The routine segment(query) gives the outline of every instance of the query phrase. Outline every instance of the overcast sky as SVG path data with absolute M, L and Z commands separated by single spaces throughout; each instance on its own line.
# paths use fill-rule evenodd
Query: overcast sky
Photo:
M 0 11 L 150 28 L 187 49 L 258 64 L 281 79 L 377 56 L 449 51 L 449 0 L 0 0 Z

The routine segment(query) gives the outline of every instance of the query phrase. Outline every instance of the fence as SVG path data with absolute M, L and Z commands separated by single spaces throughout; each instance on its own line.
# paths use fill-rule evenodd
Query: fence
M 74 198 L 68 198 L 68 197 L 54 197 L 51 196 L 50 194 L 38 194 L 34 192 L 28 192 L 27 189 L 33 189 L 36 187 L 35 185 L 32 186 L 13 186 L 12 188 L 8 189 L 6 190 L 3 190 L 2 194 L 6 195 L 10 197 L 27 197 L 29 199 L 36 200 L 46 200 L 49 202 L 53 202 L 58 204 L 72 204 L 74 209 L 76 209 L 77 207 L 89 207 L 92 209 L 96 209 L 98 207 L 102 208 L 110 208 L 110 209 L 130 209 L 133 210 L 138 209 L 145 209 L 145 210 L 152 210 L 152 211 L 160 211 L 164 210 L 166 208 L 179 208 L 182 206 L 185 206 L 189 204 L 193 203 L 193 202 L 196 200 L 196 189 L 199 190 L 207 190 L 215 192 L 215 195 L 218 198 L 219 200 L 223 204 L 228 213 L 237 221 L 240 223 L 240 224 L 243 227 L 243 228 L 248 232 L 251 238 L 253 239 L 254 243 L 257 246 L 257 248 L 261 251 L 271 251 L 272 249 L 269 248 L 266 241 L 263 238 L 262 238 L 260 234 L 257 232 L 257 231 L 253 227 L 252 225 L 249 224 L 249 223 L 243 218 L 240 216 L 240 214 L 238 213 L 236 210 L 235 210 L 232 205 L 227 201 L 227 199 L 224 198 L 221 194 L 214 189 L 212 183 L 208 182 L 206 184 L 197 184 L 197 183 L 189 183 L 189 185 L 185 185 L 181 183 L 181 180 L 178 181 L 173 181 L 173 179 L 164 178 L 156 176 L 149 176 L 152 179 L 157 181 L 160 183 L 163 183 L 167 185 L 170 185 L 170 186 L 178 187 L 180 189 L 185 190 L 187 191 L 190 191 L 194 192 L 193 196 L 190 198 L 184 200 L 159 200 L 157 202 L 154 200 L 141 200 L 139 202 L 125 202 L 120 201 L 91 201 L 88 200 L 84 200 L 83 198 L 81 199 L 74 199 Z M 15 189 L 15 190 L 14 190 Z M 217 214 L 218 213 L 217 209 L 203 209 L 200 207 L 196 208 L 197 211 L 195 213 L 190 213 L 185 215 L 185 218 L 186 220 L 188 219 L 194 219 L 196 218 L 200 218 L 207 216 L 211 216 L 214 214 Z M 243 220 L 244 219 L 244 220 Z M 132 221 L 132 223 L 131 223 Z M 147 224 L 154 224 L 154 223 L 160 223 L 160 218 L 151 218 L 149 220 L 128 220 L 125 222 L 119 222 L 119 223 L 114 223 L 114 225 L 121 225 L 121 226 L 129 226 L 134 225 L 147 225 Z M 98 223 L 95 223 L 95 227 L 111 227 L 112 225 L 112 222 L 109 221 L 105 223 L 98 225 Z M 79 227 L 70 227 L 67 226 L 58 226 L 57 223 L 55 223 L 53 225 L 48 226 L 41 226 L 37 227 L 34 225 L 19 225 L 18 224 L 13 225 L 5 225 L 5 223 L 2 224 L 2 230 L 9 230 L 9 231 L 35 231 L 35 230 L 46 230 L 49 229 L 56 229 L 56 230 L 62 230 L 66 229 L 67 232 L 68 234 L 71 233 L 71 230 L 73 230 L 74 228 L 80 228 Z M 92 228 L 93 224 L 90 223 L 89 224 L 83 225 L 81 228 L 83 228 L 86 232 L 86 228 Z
────
Exercise brief: Reproduce every line of the listing above, swapping "evenodd" for "nonzero" wherever it occurs and leaving everything else unchanged.

Expected output:
The routine segment(query) gives the outline of every instance of the query phrase. Outline every instance of the overcast sky as SVG path data with absolute M, L and Z commands separated by single spaces throughout; each instance on its own line.
# paths use fill-rule nonzero
Query: overcast sky
Photo:
M 0 11 L 150 28 L 187 49 L 258 64 L 281 79 L 377 56 L 449 51 L 449 0 L 0 0 Z

The routine segment(query) gives the outline of every instance of the query phrase. Outline every instance of the fence as SVG path data with absolute M, L and Z commands separated by single spaces throughout; each instance on its own line.
# paths use fill-rule nonzero
Query: fence
M 74 198 L 68 198 L 68 197 L 54 197 L 51 196 L 50 194 L 38 194 L 34 192 L 28 192 L 27 189 L 33 189 L 36 187 L 35 185 L 32 186 L 13 186 L 12 188 L 8 189 L 6 190 L 3 190 L 2 194 L 6 195 L 10 197 L 27 197 L 29 199 L 36 200 L 46 200 L 49 202 L 53 202 L 58 204 L 72 204 L 74 209 L 76 209 L 77 207 L 89 207 L 92 209 L 96 209 L 98 207 L 102 208 L 110 208 L 110 209 L 130 209 L 133 210 L 138 209 L 145 209 L 145 210 L 152 210 L 152 211 L 160 211 L 164 210 L 166 208 L 179 208 L 182 206 L 185 206 L 189 204 L 193 203 L 193 202 L 196 200 L 196 189 L 199 190 L 207 190 L 215 192 L 215 195 L 218 198 L 219 200 L 223 204 L 228 213 L 237 221 L 240 223 L 240 224 L 243 227 L 243 228 L 248 232 L 251 238 L 253 239 L 254 243 L 257 246 L 257 248 L 261 251 L 271 251 L 272 249 L 269 248 L 266 241 L 263 238 L 262 238 L 260 234 L 257 232 L 257 231 L 253 227 L 252 225 L 249 224 L 249 223 L 243 218 L 240 216 L 240 214 L 238 213 L 236 210 L 235 210 L 232 205 L 227 201 L 227 199 L 224 198 L 221 194 L 214 189 L 212 183 L 208 182 L 206 184 L 197 184 L 197 183 L 189 183 L 189 185 L 185 185 L 181 183 L 181 180 L 178 181 L 173 181 L 173 179 L 164 178 L 156 176 L 149 176 L 152 179 L 157 181 L 160 183 L 163 183 L 167 185 L 170 185 L 170 186 L 178 187 L 180 189 L 185 190 L 187 191 L 190 191 L 194 192 L 193 196 L 190 198 L 184 200 L 159 200 L 157 202 L 154 200 L 141 200 L 139 202 L 125 202 L 120 201 L 91 201 L 88 200 L 84 200 L 83 198 L 81 199 L 74 199 Z M 15 189 L 15 190 L 14 190 Z M 217 214 L 218 213 L 217 209 L 203 209 L 200 207 L 196 208 L 197 211 L 195 213 L 190 213 L 185 215 L 185 218 L 186 220 L 188 219 L 194 219 L 196 218 L 200 218 L 207 216 L 211 216 L 214 214 Z M 243 220 L 244 219 L 244 220 Z M 132 221 L 132 223 L 131 223 Z M 147 224 L 154 224 L 154 223 L 160 223 L 160 218 L 151 218 L 149 220 L 128 220 L 125 222 L 119 222 L 119 223 L 114 223 L 114 225 L 121 225 L 121 226 L 129 226 L 134 225 L 147 225 Z M 98 223 L 95 223 L 95 227 L 111 227 L 112 225 L 112 222 L 109 221 L 105 223 L 98 225 Z M 79 227 L 70 227 L 67 226 L 58 226 L 57 223 L 55 223 L 53 225 L 48 226 L 41 226 L 37 227 L 34 225 L 19 225 L 18 224 L 13 225 L 5 225 L 5 223 L 2 224 L 2 230 L 9 230 L 9 231 L 35 231 L 35 230 L 46 230 L 49 229 L 56 229 L 56 230 L 62 230 L 66 229 L 67 232 L 68 234 L 71 233 L 71 230 L 73 230 L 74 228 L 80 228 Z M 92 228 L 93 224 L 90 223 L 89 224 L 83 225 L 81 228 L 83 228 L 86 232 L 86 228 Z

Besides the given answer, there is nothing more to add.